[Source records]
►
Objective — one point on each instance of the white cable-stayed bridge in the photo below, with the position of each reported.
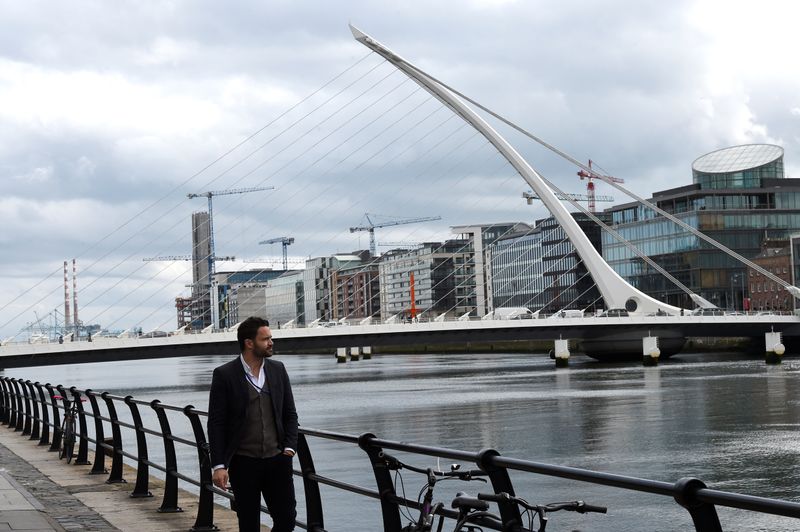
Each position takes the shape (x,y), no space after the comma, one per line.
(382,132)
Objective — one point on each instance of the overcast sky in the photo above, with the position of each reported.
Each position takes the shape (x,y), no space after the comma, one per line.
(107,108)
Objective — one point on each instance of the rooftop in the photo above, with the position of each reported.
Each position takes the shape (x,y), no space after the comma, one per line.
(737,158)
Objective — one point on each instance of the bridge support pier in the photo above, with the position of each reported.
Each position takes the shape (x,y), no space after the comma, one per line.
(650,351)
(355,353)
(562,353)
(774,347)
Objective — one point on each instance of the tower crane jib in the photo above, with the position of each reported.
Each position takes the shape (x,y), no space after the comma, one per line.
(371,226)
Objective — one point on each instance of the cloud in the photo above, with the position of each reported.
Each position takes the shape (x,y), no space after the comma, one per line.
(108,111)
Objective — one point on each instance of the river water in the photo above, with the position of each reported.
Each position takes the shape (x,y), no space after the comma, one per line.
(726,419)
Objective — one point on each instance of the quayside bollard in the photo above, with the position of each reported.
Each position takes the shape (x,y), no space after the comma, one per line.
(774,347)
(562,353)
(650,351)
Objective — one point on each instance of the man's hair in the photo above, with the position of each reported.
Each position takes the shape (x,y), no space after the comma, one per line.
(248,329)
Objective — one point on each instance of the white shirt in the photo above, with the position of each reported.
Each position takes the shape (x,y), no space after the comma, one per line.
(255,382)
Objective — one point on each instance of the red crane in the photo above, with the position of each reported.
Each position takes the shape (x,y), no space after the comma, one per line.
(590,185)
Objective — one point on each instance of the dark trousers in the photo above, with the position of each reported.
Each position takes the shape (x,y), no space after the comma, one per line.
(271,478)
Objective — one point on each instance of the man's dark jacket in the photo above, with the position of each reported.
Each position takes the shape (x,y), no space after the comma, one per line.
(227,408)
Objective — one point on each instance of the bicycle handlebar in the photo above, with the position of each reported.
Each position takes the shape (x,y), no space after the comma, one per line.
(572,506)
(575,506)
(464,502)
(395,464)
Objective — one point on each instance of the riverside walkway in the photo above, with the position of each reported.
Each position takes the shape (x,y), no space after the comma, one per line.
(39,492)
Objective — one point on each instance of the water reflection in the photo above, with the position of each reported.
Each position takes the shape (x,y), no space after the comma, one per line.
(728,420)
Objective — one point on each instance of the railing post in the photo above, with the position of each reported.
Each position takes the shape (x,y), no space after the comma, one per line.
(704,515)
(56,443)
(310,486)
(501,482)
(142,469)
(205,509)
(45,439)
(170,502)
(83,440)
(116,453)
(389,508)
(99,466)
(26,428)
(34,400)
(4,410)
(20,412)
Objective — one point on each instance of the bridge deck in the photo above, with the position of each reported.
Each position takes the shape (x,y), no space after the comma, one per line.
(448,332)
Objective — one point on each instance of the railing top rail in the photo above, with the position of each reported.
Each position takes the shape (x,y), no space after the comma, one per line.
(485,459)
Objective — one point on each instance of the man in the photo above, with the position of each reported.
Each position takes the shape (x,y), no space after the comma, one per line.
(252,430)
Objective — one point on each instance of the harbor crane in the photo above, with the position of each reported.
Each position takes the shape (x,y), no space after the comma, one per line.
(212,256)
(371,226)
(583,174)
(285,241)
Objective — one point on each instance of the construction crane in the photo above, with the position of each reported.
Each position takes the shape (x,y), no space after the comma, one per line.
(371,226)
(285,241)
(167,258)
(590,185)
(212,256)
(530,196)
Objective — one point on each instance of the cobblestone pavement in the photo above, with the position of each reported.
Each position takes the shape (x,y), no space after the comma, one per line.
(59,504)
(75,499)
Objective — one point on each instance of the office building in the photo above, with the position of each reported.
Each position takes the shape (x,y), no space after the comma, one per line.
(443,281)
(739,196)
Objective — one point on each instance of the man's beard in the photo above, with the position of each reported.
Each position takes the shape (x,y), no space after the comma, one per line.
(263,353)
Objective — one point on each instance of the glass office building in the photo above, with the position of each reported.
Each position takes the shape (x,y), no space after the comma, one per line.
(540,269)
(739,197)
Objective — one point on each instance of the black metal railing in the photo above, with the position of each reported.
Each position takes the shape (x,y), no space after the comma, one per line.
(33,409)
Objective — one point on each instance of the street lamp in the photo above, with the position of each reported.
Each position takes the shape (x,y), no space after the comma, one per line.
(740,277)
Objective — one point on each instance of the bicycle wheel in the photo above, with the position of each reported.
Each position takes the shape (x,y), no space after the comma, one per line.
(67,439)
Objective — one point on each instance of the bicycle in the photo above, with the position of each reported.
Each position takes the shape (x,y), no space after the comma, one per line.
(473,512)
(428,509)
(67,448)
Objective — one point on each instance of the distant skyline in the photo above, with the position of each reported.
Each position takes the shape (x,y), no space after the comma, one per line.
(104,108)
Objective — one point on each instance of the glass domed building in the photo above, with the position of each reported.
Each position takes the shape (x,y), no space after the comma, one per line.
(739,196)
(738,166)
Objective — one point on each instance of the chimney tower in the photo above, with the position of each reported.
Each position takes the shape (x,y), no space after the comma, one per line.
(75,293)
(67,315)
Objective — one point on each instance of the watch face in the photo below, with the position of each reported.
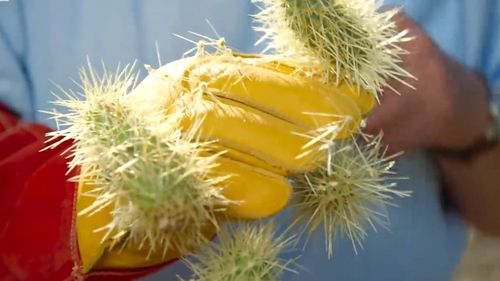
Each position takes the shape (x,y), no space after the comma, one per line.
(493,133)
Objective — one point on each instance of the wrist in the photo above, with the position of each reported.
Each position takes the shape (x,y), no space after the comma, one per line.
(474,127)
(469,117)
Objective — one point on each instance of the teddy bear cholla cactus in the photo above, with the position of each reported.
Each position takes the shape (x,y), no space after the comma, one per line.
(152,173)
(343,40)
(247,252)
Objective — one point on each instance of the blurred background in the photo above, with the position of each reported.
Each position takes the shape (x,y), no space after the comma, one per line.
(481,262)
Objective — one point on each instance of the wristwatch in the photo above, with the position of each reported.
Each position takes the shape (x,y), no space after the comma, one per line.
(489,140)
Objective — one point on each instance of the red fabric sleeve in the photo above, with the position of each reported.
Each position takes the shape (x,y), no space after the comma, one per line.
(37,210)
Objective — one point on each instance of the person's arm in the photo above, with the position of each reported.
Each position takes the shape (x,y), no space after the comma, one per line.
(449,111)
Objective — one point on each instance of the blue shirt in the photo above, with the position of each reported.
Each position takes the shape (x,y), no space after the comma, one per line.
(44,41)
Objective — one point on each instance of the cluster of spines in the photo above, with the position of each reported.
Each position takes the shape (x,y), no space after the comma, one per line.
(153,172)
(248,251)
(342,40)
(350,192)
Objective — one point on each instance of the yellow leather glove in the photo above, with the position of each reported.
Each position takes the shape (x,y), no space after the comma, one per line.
(257,111)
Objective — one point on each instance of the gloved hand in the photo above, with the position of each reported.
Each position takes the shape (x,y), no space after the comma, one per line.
(256,111)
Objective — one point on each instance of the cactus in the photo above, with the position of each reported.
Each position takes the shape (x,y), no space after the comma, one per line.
(340,40)
(154,174)
(350,192)
(246,252)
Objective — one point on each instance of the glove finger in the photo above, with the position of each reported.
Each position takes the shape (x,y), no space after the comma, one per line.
(303,101)
(253,132)
(258,193)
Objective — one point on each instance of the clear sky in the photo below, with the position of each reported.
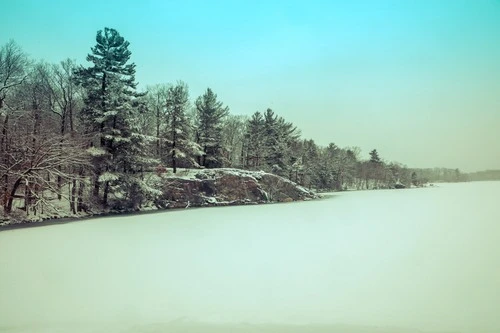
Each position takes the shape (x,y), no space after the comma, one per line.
(417,80)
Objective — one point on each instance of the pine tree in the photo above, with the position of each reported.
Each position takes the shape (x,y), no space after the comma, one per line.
(254,141)
(110,114)
(177,133)
(210,114)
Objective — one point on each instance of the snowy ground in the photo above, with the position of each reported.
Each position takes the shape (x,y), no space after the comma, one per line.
(358,262)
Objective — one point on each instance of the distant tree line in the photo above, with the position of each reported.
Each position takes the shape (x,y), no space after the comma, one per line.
(85,134)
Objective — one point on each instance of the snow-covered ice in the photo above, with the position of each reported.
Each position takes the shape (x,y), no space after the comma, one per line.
(412,260)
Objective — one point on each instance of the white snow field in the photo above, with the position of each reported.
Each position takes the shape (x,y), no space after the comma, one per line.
(399,261)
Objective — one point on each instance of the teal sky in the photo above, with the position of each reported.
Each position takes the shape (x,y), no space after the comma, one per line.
(417,80)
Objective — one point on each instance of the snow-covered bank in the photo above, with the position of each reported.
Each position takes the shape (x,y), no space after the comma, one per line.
(192,188)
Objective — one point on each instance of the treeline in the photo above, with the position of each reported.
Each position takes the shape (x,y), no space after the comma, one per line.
(85,135)
(484,175)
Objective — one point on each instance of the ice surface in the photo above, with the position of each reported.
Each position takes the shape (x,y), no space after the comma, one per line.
(398,261)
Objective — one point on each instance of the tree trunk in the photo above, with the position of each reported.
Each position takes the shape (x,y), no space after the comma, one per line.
(105,194)
(72,202)
(8,207)
(4,149)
◄
Given problem
Give exactly the lines from the one with "Objective — one point on each instance of the treeline" to the end of the entries, nothing before them.

Exercise response
Objective — one point on each instance of the treeline in the photo above, with the position of each reported.
Each position takes the shape (x,y), no space after the comma, one per line.
(85,135)
(484,175)
Objective — one point on each instance of the ice surface in the photo above, with the position of each reported.
Each position takes the shape (x,y), no space after the comma, one per line.
(398,261)
Objective — one point on each instance of the tree trunk in the photo above, with the position of each reported.
Each position takes the shape (x,y), no space after the comma, one per line.
(105,194)
(72,202)
(8,207)
(4,149)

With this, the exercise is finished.